Copy out the listing below, replacing every "give x and y" with "state x and y" and leaving everything else unchanged.

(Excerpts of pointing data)
※

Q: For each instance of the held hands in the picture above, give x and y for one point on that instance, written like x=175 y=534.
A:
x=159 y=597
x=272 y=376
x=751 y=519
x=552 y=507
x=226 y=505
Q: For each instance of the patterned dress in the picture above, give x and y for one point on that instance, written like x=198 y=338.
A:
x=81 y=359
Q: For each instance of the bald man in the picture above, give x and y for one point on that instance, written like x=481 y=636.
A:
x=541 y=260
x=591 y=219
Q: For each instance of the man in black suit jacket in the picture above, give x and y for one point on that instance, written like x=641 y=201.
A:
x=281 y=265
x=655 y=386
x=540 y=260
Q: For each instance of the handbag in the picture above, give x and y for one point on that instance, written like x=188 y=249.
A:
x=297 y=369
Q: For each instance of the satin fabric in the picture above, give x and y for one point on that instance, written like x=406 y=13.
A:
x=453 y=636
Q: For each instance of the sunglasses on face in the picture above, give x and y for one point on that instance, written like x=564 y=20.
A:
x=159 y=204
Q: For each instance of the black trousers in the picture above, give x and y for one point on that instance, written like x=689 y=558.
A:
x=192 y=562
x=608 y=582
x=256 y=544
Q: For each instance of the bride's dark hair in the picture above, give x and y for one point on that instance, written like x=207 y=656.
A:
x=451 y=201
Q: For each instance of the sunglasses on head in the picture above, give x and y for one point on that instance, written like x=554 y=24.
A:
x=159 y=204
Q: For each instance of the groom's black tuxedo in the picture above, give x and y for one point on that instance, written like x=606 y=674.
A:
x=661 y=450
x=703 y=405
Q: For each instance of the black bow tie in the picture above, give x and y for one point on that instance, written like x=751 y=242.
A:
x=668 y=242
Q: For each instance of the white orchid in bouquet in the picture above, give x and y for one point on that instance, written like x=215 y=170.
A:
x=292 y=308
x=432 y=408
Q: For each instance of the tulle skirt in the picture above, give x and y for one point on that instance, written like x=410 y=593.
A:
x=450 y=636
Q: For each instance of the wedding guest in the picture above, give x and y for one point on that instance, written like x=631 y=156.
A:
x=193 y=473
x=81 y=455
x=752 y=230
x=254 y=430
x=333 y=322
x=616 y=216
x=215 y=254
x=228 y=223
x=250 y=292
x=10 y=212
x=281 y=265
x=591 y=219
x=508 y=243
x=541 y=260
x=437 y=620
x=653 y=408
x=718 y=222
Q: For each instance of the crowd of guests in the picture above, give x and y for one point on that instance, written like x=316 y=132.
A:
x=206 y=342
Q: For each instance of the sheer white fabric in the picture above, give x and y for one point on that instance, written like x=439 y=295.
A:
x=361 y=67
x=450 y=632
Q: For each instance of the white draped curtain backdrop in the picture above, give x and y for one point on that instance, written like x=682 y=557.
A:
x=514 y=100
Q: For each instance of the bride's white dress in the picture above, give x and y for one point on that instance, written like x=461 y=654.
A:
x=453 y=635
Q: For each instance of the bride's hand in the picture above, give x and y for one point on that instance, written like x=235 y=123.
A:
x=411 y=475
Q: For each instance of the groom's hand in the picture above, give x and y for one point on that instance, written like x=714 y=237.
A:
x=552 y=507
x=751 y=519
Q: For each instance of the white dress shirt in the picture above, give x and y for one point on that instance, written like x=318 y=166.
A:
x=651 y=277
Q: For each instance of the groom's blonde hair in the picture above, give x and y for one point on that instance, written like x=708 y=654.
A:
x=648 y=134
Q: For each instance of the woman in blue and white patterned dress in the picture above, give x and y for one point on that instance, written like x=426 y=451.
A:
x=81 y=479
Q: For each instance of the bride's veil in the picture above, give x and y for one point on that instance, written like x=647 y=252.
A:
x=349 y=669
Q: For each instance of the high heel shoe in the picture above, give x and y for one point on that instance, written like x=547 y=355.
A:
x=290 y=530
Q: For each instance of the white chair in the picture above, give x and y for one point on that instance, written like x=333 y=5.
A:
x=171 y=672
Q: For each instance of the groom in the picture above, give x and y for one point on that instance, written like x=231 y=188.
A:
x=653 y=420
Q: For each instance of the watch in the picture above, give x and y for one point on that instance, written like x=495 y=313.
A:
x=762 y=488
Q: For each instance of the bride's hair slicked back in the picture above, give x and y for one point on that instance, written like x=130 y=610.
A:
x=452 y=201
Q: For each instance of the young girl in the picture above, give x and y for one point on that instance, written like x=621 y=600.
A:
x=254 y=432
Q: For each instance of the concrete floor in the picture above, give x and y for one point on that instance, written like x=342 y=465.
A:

※

#### Task response
Q: For each instance of the held hands in the picture above, state x and y for one point on that instance, written like x=175 y=534.
A:
x=159 y=597
x=272 y=376
x=751 y=519
x=552 y=507
x=226 y=505
Q: For each instance of the patterned dress in the picture above, state x and y for one point on that instance, written like x=198 y=338.
A:
x=81 y=359
Q: For each instance of the bald man in the picture above, state x and y for one point on that instance, written like x=481 y=636.
A:
x=541 y=260
x=591 y=219
Q: For each instance of the man in black suit jacket in the picture above, state x and y for one point on that instance, written like x=641 y=201.
A:
x=281 y=265
x=655 y=386
x=540 y=260
Q: For each instance of the handbag in the picture above, state x and y for one point on that instance, written like x=188 y=249.
A:
x=297 y=369
Q: For each instance of the satin fabric in the picture above, state x and y for one point on that instance, written like x=406 y=13.
A:
x=453 y=636
Q: For each instance of the sunglasses on face in the picture above, state x and y for one point on that instance, written like x=564 y=20.
A:
x=159 y=204
Q: For each instance of the black trousers in the picture above, state x and y for one point on that instance, written like x=689 y=558.
A:
x=192 y=562
x=608 y=582
x=256 y=544
Q: For each instance of the bride's dark hair in the picture above, state x and y for one point on that instance, written like x=207 y=656.
A:
x=451 y=201
Q: For each instance of the sunglasses on head in the picture above, state x and y for one point on that instance, written like x=554 y=24.
A:
x=159 y=204
Q: For each instance of the groom's black tuxedo in the picture above, state x and y for one point on that instance, written like x=606 y=674.
A:
x=661 y=450
x=703 y=405
Q: For each instance of the black bow tie in the picture above, state x and y for one point on that instance, written like x=751 y=242.
A:
x=668 y=242
Q: For each instance of the white orchid in bouquet in the picture above, state x and y for one point on that instance, written like x=215 y=170.
A:
x=292 y=308
x=432 y=408
Q: For each instance of the tulle skirt in the picture above, state x and y for one point on that instance, written like x=410 y=593.
A:
x=450 y=636
Q: For each instance of the wedding guest in the picture above, state x and y for one point on that instance, written like x=631 y=156.
A:
x=193 y=473
x=81 y=455
x=752 y=230
x=254 y=430
x=333 y=322
x=616 y=216
x=215 y=254
x=228 y=223
x=250 y=292
x=10 y=212
x=281 y=265
x=591 y=219
x=508 y=243
x=541 y=260
x=437 y=620
x=653 y=408
x=718 y=222
Q: For each instance of the crowd of guests in the picture above, state x and y for one point on that instance, written like x=316 y=132.
A:
x=206 y=342
Q: For each instance of the sheer white fabric in the picture above, state x and y for one point on that instance, written like x=439 y=295.
A:
x=361 y=67
x=450 y=632
Q: For each instance of the white draped curtain backdrop in the picture above, state x and y for one point on that instance, written like x=682 y=557.
A:
x=514 y=100
Q: For each instance of the bride's white dress in the picture above, state x and y for one point on that instance, written like x=461 y=654.
A:
x=453 y=635
Q: For each instance of the bride's hand in the picture above, state x and y for one point on that instance, written like x=235 y=123.
A:
x=411 y=475
Q: For each instance of the groom's hand in the picture above, state x and y for one point on that instance, written like x=714 y=237.
A:
x=552 y=507
x=751 y=519
Q: For each instance of the white dress shirt in the picture above, state x and y for one point on that instance, written like x=318 y=166.
A:
x=651 y=277
Q: For each instance of the groom's blonde hair in the picture above, state x and y for one point on that instance, written like x=708 y=654.
A:
x=648 y=134
Q: For each instance of the woman in blue and white patterned dress in the picture above, state x and y for one point on that instance, written like x=426 y=451.
A:
x=81 y=479
Q: For each instance of the bride's veil in the picture above, state x and y for one point on that instance, written like x=647 y=252.
A:
x=349 y=669
Q: For each instance of the high heel shoe in the picture above, state x and y for one point on that instance, written like x=547 y=355.
A:
x=290 y=530
Q: For each instance of the white chair in the picture above, state x and y for one point on that instance, written like x=333 y=5.
A:
x=171 y=672
Q: For each instance of the groom in the picture above, state x and y for one point on that instance, written like x=231 y=188.
A:
x=653 y=420
Q: For each instance of the watch in the picture above, state x and y for one point on that instance, written like x=495 y=313.
A:
x=762 y=488
Q: For each instance of the bride's hair slicked back in the picture above, state x and y for one point on that instance, written like x=130 y=610.
A:
x=452 y=201
Q: For each instance of the young girl in the picture above, state x and y for one point on that instance, written like x=621 y=600.
A:
x=254 y=432
Q: For each instance of the concrete floor in the picture above, state x and y for one point on that instance, written like x=342 y=465.
A:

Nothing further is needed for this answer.